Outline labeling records
══════════

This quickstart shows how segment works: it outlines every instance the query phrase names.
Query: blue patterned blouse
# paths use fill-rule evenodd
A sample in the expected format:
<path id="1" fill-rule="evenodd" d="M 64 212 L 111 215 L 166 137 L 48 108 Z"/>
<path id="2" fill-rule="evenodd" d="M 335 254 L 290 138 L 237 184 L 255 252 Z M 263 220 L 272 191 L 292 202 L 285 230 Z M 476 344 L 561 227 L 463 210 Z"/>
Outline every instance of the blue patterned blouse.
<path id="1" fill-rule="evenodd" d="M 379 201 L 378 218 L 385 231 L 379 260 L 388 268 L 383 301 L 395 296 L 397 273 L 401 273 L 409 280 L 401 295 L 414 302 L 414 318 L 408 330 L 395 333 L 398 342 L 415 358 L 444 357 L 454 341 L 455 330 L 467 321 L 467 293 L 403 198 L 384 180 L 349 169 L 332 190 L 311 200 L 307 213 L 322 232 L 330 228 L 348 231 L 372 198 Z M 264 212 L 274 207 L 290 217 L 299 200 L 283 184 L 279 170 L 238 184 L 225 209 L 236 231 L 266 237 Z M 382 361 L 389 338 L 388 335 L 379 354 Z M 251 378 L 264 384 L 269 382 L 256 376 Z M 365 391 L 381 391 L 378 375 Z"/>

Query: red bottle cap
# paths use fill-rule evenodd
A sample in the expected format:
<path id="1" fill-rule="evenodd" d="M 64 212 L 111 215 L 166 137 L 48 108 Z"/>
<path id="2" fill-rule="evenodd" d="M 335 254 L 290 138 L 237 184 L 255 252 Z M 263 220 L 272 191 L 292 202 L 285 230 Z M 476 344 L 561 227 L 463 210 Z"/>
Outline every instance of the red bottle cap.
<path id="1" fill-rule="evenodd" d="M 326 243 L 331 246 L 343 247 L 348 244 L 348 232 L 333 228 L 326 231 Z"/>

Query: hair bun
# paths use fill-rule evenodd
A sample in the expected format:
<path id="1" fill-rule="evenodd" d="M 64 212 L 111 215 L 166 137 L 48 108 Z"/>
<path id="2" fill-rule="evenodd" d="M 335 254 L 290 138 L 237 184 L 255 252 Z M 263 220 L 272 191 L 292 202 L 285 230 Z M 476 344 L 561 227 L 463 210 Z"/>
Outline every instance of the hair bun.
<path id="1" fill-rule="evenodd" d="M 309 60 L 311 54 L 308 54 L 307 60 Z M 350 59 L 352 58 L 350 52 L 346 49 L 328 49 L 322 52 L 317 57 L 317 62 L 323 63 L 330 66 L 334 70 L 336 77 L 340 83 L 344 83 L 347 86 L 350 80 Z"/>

══════════

GIVEN EXERCISE.
Give all the records above as a two-column CSV with one row per record, using the column names request and answer. Put each record's text in the request field and its answer in the answer field, each in one quoted field, with line breaks turned into spaces.

EXERCISE OUTPUT.
request,answer
"This quickstart shows how segment works: it outlines every instance the query phrase names. Query: blue patterned blouse # paths use fill-rule evenodd A sample in the expected format: <path id=""1"" fill-rule=""evenodd"" d=""M 64 212 L 111 215 L 166 137 L 48 108 Z""/> <path id=""2"" fill-rule=""evenodd"" d=""M 335 254 L 290 138 L 237 184 L 255 252 Z M 263 220 L 272 191 L 292 202 L 285 230 Z M 476 344 L 561 227 L 463 210 Z""/> Outline every instance of the blue patterned blouse.","<path id=""1"" fill-rule=""evenodd"" d=""M 379 201 L 378 218 L 385 231 L 379 260 L 388 268 L 383 301 L 395 296 L 397 273 L 401 273 L 409 280 L 401 295 L 414 302 L 414 318 L 408 330 L 395 333 L 398 342 L 415 358 L 444 357 L 454 341 L 455 330 L 467 321 L 467 293 L 403 198 L 384 180 L 349 169 L 332 190 L 311 200 L 307 213 L 322 232 L 330 228 L 348 231 L 372 198 Z M 264 212 L 274 207 L 290 217 L 299 200 L 283 184 L 279 170 L 238 184 L 225 209 L 236 231 L 266 237 Z M 382 361 L 389 338 L 388 335 L 379 354 Z M 251 378 L 264 384 L 269 382 L 256 376 Z M 365 391 L 381 391 L 378 375 Z""/>"
"Query: red bottle cap # paths use fill-rule evenodd A sample in the expected format: <path id=""1"" fill-rule=""evenodd"" d=""M 64 212 L 111 215 L 166 137 L 48 108 Z""/> <path id=""2"" fill-rule=""evenodd"" d=""M 335 254 L 290 138 L 237 184 L 255 252 Z M 263 220 L 272 191 L 292 202 L 285 230 Z M 476 344 L 561 227 L 463 210 Z""/> Outline every instance of the red bottle cap.","<path id=""1"" fill-rule=""evenodd"" d=""M 326 243 L 331 246 L 343 247 L 348 244 L 348 232 L 333 228 L 326 231 Z""/>"
"Query: hair bun # paths use fill-rule evenodd A sample in the expected format: <path id=""1"" fill-rule=""evenodd"" d=""M 64 212 L 111 215 L 166 137 L 48 108 Z""/> <path id=""2"" fill-rule=""evenodd"" d=""M 335 254 L 290 138 L 237 184 L 255 252 Z M 263 220 L 272 191 L 292 202 L 285 230 Z M 476 344 L 561 227 L 463 210 Z""/> Outline every instance of the hair bun.","<path id=""1"" fill-rule=""evenodd"" d=""M 309 60 L 311 54 L 308 54 L 307 60 Z M 350 59 L 352 58 L 350 52 L 346 49 L 328 49 L 322 52 L 317 57 L 317 62 L 323 63 L 330 66 L 334 70 L 336 77 L 340 83 L 344 83 L 347 86 L 350 80 Z""/>"